Problem to work on →
Find the line with "point: plaid shirt" and the line with "point: baby's ear" in the entries below; output exactly those two lines, every line between them, and no others.

Source information →
------

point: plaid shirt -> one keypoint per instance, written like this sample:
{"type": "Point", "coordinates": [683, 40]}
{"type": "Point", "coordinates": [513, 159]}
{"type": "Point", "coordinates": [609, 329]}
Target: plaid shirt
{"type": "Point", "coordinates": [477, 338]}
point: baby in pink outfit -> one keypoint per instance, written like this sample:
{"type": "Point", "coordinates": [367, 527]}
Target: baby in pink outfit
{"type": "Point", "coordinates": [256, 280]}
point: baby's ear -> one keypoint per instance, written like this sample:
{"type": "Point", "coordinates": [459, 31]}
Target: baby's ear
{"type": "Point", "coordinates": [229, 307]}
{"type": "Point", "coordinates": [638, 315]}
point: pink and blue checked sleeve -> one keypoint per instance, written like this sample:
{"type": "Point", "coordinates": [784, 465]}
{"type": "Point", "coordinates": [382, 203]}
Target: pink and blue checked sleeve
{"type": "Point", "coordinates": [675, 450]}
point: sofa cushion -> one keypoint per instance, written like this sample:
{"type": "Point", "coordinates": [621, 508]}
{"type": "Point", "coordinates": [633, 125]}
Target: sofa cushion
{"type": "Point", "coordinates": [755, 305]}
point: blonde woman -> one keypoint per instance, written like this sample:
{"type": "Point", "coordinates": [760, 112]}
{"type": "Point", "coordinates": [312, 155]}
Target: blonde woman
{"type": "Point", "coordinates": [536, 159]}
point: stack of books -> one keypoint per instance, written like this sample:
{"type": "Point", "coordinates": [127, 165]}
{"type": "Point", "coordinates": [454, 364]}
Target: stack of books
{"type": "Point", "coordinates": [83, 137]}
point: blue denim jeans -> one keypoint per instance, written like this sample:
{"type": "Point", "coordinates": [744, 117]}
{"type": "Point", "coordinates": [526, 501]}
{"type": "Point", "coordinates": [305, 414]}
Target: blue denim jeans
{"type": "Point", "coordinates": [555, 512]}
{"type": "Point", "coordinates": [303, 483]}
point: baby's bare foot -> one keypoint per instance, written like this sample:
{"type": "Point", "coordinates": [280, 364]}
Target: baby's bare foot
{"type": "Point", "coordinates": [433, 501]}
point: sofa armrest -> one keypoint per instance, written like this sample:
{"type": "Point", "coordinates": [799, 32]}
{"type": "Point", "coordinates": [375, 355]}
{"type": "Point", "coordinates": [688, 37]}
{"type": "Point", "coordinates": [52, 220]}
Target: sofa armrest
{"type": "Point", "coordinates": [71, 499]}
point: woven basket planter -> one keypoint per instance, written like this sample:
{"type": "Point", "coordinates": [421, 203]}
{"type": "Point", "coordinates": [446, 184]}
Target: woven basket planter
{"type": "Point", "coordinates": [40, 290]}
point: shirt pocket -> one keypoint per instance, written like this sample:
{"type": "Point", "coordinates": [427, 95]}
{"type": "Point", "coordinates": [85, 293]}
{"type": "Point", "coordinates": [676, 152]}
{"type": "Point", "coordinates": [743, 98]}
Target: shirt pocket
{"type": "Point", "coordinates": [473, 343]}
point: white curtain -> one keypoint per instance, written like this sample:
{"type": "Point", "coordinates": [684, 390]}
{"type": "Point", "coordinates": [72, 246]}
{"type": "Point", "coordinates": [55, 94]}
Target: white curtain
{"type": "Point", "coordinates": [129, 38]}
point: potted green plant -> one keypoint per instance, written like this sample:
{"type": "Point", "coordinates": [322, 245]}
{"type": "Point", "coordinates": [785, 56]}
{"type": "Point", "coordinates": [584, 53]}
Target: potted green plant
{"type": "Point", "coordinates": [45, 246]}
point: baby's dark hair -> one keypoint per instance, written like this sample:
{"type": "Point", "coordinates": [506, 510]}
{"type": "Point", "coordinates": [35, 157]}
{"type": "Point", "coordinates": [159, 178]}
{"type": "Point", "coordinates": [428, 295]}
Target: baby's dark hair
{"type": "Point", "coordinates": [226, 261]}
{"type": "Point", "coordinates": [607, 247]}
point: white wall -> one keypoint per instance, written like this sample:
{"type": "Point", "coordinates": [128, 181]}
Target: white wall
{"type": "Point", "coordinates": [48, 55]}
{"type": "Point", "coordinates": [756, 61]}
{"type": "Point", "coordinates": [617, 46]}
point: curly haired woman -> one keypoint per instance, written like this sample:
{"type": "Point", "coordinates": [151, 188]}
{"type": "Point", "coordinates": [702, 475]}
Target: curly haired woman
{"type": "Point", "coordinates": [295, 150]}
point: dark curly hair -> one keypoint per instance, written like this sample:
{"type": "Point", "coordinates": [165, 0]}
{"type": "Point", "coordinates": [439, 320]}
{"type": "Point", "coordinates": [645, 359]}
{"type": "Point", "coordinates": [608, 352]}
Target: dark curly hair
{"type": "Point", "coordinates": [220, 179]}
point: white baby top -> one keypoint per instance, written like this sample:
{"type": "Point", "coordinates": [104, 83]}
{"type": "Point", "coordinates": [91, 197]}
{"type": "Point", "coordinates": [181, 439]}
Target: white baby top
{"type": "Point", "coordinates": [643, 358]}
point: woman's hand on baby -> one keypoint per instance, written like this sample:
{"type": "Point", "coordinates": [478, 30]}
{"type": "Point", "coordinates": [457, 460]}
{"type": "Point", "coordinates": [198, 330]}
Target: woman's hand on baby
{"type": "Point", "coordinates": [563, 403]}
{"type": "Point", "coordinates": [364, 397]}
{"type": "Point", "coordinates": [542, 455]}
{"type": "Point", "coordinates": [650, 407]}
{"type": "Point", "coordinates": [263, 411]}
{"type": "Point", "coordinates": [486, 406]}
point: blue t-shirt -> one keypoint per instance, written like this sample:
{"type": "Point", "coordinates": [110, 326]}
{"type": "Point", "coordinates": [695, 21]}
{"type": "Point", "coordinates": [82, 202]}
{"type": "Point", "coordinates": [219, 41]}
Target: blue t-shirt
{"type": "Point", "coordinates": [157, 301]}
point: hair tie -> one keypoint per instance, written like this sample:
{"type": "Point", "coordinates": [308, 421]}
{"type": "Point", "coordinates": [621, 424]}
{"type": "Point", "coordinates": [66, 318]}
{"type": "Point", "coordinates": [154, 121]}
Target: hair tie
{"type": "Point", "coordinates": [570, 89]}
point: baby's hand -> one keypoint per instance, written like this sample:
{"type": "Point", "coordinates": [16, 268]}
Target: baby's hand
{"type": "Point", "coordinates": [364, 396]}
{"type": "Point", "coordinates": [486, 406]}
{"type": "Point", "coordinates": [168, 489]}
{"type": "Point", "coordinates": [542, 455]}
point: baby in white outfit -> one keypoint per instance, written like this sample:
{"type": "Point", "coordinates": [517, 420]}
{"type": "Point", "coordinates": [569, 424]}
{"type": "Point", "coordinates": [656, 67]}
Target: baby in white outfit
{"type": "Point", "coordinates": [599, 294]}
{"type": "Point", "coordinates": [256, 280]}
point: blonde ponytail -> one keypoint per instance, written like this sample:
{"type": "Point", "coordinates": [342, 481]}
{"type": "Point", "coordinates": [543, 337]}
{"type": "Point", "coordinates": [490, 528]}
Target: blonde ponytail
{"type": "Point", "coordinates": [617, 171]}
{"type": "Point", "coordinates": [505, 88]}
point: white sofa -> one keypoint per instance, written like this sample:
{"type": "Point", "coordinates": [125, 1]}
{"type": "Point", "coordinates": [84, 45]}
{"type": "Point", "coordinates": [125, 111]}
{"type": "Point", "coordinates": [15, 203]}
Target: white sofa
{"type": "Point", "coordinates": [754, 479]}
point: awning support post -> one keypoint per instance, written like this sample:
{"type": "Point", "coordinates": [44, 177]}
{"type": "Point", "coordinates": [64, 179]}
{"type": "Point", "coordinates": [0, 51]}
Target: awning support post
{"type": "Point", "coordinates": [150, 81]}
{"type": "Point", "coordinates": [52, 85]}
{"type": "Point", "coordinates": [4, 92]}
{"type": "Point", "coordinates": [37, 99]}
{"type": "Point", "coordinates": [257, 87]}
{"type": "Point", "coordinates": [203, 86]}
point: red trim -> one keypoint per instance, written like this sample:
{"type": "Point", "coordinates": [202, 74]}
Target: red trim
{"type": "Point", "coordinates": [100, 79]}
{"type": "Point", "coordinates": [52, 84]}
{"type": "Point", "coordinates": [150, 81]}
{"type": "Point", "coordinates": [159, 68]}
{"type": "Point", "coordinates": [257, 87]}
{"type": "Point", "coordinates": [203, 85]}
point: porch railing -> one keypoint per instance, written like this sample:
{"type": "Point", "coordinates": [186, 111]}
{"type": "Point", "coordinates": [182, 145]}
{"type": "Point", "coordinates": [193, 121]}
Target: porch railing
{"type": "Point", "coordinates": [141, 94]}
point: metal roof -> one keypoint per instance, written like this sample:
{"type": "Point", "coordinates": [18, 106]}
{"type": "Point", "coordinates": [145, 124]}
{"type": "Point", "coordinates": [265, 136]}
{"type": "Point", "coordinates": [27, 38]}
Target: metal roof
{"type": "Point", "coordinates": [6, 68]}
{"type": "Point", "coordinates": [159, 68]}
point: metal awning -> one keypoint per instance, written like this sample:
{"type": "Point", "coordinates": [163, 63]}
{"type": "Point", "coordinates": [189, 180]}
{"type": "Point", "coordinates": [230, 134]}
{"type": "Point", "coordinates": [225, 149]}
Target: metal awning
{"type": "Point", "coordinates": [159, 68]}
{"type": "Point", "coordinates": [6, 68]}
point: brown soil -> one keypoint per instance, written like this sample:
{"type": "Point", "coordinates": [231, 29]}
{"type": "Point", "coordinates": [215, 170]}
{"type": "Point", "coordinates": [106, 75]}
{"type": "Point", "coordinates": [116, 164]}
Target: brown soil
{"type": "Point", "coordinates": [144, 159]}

------

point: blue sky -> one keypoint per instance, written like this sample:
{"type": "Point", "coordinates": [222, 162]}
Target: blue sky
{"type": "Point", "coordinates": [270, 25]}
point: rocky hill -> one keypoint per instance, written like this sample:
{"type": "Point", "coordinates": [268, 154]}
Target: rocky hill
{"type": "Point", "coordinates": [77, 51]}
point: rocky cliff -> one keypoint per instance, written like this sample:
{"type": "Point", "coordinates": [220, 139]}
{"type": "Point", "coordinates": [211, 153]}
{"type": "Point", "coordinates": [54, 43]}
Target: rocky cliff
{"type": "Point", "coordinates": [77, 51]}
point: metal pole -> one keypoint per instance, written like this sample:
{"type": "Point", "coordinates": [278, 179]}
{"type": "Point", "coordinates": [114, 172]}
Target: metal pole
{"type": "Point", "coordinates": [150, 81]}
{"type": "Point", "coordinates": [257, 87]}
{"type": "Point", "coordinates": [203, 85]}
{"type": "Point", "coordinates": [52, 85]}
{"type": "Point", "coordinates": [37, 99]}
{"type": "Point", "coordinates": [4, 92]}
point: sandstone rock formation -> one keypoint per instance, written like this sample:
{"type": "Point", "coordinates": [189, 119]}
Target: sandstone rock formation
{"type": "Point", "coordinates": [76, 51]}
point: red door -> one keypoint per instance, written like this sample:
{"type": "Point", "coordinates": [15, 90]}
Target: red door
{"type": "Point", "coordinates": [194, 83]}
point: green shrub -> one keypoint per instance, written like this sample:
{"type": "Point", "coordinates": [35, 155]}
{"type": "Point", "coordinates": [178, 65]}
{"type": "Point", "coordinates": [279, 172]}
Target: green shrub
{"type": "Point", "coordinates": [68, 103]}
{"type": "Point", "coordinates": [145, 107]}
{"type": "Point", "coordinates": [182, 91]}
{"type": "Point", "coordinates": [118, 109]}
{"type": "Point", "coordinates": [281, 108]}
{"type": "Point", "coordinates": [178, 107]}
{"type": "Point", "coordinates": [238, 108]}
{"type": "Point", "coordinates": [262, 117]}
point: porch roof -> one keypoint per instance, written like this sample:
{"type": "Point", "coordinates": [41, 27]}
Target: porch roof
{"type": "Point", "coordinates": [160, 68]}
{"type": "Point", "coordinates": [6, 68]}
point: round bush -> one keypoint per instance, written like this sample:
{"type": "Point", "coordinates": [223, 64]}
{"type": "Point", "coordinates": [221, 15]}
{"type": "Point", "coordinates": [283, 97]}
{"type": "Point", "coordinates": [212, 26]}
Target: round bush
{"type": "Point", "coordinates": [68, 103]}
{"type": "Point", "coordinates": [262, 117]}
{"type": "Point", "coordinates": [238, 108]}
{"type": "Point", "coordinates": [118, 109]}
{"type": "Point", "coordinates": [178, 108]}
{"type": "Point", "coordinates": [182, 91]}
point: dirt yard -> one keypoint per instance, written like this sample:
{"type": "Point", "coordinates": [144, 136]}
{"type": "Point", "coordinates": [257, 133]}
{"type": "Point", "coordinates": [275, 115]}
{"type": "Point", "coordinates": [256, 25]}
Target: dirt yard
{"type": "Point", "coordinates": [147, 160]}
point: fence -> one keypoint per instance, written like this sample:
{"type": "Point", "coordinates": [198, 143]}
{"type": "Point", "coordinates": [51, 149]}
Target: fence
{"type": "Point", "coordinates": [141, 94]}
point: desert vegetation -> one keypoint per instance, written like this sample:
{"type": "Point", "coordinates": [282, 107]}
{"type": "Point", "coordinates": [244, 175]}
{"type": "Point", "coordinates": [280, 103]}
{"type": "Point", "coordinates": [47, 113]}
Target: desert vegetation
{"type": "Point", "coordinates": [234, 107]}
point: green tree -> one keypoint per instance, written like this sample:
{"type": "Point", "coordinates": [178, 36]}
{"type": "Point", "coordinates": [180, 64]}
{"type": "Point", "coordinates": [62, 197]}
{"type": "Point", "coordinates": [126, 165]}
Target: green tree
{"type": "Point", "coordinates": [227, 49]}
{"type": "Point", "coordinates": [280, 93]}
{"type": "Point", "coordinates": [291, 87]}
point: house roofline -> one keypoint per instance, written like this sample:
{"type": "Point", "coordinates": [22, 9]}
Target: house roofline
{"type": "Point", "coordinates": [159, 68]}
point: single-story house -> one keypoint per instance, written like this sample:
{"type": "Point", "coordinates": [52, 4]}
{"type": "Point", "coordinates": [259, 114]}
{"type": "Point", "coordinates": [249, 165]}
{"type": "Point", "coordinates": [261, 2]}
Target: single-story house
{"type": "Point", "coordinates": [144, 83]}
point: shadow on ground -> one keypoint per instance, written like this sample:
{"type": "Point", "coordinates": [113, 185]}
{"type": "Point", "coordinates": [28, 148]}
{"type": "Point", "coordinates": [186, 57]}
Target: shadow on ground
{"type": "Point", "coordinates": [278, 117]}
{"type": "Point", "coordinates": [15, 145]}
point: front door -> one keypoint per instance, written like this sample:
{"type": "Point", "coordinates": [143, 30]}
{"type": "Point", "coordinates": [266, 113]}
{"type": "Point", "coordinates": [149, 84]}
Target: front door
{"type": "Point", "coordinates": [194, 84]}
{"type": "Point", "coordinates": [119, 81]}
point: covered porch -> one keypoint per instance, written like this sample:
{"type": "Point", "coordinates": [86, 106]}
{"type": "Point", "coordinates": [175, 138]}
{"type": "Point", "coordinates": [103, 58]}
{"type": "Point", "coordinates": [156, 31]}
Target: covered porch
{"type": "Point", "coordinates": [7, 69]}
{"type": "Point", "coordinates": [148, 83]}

------

Answer section →
point: plaid shirt -> one keypoint per instance, written like this sample:
{"type": "Point", "coordinates": [683, 40]}
{"type": "Point", "coordinates": [513, 159]}
{"type": "Point", "coordinates": [609, 329]}
Target: plaid shirt
{"type": "Point", "coordinates": [477, 338]}
point: baby in pink outfit -> one keypoint per instance, written like this sample:
{"type": "Point", "coordinates": [367, 527]}
Target: baby in pink outfit
{"type": "Point", "coordinates": [256, 280]}
point: baby's ear -> one keypoint per instance, written like this sample:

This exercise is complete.